## START Listed records

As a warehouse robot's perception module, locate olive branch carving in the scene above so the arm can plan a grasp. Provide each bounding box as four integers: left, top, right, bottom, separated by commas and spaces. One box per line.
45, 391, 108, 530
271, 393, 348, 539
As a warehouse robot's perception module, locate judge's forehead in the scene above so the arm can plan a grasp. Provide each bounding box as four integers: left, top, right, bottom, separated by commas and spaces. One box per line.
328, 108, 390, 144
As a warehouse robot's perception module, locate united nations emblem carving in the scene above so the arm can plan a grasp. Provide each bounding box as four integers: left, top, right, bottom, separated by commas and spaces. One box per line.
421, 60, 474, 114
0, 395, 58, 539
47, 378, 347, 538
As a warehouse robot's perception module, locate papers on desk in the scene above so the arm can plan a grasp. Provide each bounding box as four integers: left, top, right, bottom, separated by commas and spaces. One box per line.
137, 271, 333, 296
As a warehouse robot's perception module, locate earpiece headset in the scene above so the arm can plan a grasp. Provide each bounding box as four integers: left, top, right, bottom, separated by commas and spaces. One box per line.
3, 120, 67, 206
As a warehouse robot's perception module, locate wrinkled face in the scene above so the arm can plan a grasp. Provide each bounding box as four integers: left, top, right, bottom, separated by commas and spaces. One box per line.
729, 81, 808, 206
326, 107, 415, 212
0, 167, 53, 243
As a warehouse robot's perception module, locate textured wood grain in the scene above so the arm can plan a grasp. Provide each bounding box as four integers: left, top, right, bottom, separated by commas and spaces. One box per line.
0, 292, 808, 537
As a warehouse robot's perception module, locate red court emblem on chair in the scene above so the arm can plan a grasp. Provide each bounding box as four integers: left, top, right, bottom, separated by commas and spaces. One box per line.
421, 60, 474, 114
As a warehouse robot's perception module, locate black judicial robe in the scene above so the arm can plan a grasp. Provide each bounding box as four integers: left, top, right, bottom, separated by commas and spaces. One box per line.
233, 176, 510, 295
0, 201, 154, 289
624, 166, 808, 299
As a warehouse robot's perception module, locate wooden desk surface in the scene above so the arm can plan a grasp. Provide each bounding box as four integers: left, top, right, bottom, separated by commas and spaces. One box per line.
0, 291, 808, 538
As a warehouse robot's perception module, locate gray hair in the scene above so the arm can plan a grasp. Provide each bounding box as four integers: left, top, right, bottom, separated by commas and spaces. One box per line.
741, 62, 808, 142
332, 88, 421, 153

## END Listed records

> [What you have to do] Retype all of the records above verbatim, keeping each line as it appears.

> [Output below]
As a warehouse robot's perception module, locate olive branch carving in the scene above so the arm can plan a grasp. Provide each bounding box as four integers: left, top, right, bottom, separated by commas and spaces. One box per line.
45, 391, 108, 530
271, 393, 348, 539
As a warehouse robot's perception module, locate judge's forehead in the scene above so the arm can plan a grasp. Provide each bounding box as four integers: left, top, right, bottom, separated by commas and spaces. One box per line.
328, 108, 390, 144
As a warehouse robot's perception module, locate united nations emblem carving in the scene above so the arm can plan a grasp. Provide each bounding box as four integers: left, top, right, bottom, separated by commas and spaces. One box per line.
421, 60, 474, 114
0, 395, 58, 539
47, 378, 347, 538
As a warehouse robot's perception module, locate papers on desk in the scene above so the arm can plan a grasp. Provide each bounding box as four integers: left, top, right, bottom, separated by commas and spaces. One box per line.
137, 271, 333, 296
As a warehouse robot's perception module, locate earpiece headset in the scene above so the arm can plan a grasp. Provide each bounding box as four integers: left, top, right, bottom, separated by commas and spaces. One box per line.
3, 120, 67, 206
As a warehouse robot's perception module, locate wrinkled face in the scene above so the arm can plan a grasp. Provide each bounding box as four integers: left, top, right, bottom, separated by commas and spaces. One box per line.
729, 81, 808, 206
326, 107, 415, 212
0, 167, 53, 243
As a warehouse robot's perception module, locate textured wood grain in the scene above so the arm can plan a grasp. Provide each bounding box as four integers: left, top, right, bottom, separated by commas and spaces. One box per line.
0, 292, 808, 537
As a warehouse robot's perception module, locate red court emblem on chair in the scene above so the arm can plan a grasp. Provide each bounding box as four integers: left, top, right, bottom, separated by commas and spaces. One box per line.
421, 60, 474, 114
As a warehouse robot's perception module, locate black judicial robe in the scene above so the arm can plan a grasp. Provide each bounding box as four integers: left, top, right, bottom, separated by commas and spaces. One box per line.
233, 176, 510, 295
0, 201, 154, 289
624, 166, 808, 299
As a warehouse robot's perception module, locate wooden desk surface in the scene above so the arm can plan a grasp. Provide each bounding box as four integers: left, top, right, bottom, separated by commas and spaces. One box per line.
0, 291, 808, 538
As a warehouse robot's perception module, locate gray hair in the scene above so the arm can plan a grasp. Provide each bounding box as four integers: left, top, right, bottom, separated by commas and spaces. One box per line.
741, 62, 808, 142
332, 88, 421, 153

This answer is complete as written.